## Supplied records

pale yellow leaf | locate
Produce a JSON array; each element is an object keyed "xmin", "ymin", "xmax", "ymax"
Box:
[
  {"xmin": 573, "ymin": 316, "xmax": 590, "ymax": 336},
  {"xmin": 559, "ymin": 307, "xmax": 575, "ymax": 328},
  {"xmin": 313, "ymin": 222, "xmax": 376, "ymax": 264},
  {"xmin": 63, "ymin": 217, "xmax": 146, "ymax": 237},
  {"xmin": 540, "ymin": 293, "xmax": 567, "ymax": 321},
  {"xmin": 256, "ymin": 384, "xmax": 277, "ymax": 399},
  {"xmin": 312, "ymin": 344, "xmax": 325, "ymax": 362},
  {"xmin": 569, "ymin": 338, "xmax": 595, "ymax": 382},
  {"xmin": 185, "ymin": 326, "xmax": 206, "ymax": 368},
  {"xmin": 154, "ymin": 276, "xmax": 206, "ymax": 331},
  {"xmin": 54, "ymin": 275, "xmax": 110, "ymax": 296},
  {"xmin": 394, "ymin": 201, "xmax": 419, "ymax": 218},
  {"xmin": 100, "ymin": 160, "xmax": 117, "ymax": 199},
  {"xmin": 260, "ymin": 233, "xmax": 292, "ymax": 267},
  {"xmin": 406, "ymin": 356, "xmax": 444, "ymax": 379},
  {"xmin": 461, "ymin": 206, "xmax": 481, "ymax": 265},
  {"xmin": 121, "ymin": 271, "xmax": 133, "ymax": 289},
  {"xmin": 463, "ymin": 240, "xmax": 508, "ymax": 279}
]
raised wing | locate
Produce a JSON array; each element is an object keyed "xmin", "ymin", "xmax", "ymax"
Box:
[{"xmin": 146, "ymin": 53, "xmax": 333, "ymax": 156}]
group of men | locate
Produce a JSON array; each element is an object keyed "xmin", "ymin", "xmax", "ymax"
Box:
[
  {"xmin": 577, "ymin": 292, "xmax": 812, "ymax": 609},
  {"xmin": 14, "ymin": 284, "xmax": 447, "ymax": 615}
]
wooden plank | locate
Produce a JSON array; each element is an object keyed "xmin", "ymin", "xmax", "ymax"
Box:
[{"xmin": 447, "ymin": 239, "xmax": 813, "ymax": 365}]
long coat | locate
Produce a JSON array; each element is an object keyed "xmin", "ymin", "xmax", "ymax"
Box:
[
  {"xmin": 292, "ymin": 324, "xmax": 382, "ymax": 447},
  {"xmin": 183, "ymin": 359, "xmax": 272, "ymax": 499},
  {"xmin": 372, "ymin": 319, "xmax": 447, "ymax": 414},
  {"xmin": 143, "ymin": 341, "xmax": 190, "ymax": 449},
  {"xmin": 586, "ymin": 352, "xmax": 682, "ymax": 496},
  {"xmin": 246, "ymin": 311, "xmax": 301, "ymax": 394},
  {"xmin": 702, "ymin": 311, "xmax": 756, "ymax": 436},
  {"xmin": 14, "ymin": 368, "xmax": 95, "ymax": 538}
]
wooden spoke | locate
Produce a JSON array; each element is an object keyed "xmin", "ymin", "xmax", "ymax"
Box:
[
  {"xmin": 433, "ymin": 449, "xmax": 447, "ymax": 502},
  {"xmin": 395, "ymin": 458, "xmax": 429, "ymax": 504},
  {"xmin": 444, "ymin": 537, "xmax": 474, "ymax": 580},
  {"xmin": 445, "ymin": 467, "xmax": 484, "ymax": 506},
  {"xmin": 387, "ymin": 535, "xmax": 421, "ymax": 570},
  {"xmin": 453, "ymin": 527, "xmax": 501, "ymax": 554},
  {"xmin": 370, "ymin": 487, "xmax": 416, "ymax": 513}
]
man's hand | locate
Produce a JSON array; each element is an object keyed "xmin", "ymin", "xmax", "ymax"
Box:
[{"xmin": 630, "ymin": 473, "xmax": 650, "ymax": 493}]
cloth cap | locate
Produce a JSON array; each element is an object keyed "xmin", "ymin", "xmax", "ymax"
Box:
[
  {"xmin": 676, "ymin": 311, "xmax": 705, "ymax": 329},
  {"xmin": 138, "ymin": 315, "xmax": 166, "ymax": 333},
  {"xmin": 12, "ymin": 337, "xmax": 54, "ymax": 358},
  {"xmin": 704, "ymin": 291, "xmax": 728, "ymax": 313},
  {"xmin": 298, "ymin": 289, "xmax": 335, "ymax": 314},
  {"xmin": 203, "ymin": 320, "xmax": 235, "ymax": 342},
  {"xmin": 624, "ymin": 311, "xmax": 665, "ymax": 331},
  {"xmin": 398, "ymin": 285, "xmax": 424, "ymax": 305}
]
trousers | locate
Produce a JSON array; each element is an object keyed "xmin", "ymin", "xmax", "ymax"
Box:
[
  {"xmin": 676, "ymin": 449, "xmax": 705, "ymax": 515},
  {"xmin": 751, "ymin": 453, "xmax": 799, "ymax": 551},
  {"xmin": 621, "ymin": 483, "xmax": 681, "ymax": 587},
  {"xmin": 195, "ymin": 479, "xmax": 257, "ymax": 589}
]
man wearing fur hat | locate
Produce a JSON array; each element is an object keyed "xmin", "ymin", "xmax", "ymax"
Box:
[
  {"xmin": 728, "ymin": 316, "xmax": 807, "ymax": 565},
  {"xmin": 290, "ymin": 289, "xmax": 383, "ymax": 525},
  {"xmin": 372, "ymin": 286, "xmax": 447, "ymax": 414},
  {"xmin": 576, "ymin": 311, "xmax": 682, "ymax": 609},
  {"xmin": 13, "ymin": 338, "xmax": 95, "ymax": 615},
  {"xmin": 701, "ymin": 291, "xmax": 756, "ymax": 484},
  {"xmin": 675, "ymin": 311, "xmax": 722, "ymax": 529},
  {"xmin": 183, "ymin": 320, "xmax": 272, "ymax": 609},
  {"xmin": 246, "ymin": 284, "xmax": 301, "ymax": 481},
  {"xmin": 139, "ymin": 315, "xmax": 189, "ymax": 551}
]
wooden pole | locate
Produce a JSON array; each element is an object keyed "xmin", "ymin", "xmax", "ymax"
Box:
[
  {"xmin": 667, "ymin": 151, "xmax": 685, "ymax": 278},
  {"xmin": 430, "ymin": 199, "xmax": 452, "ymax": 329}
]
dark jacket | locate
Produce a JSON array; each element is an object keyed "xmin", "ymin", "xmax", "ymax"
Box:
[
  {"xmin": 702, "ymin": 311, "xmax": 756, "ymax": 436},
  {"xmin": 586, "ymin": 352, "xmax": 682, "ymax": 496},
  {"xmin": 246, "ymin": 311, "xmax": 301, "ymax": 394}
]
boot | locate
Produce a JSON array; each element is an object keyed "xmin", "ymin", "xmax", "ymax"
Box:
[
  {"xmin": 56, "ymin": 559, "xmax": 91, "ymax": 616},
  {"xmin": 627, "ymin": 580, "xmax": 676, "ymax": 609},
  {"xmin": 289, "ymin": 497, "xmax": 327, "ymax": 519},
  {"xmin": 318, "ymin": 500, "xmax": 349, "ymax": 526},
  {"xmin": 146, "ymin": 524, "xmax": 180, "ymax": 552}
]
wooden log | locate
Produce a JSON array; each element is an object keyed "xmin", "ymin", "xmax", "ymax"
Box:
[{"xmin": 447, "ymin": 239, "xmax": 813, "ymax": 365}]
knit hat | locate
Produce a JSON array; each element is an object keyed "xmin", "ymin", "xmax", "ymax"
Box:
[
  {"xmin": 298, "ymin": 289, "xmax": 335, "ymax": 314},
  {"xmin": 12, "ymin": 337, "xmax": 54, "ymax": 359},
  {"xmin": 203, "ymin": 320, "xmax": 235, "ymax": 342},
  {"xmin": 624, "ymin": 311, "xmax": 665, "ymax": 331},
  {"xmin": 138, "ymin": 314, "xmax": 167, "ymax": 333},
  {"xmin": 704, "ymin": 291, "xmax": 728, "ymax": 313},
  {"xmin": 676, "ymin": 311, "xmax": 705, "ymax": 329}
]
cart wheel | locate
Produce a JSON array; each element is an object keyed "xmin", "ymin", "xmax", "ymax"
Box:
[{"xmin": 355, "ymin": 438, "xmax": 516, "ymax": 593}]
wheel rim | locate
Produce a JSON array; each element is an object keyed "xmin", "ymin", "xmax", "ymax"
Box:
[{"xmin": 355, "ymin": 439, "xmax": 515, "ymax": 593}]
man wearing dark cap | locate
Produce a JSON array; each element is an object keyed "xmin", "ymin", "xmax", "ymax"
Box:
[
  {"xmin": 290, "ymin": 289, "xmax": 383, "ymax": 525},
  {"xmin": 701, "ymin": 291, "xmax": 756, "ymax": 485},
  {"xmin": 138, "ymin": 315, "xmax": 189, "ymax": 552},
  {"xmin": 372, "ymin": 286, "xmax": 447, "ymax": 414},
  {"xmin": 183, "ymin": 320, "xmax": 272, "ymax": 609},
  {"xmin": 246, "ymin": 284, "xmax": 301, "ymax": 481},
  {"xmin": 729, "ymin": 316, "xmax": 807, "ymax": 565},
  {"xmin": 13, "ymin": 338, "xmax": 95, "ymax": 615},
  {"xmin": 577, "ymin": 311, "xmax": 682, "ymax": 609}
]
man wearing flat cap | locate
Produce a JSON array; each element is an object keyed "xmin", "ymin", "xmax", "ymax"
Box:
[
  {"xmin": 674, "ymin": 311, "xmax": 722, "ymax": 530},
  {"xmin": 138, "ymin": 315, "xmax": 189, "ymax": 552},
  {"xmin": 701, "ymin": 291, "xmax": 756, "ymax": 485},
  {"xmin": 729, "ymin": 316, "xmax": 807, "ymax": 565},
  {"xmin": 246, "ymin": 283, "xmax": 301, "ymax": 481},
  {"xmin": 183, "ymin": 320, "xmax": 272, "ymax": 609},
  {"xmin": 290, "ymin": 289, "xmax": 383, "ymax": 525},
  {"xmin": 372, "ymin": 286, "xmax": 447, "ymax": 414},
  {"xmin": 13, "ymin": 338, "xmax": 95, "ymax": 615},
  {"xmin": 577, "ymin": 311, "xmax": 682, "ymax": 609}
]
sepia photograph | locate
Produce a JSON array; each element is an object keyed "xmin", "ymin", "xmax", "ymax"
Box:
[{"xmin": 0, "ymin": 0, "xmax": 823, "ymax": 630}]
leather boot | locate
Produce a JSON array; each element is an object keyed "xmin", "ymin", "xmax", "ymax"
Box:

## What the task asks
Count the lines in the material above that contain the word "wearing", treating case as significant, and give only the number.

## Answer to this problem
3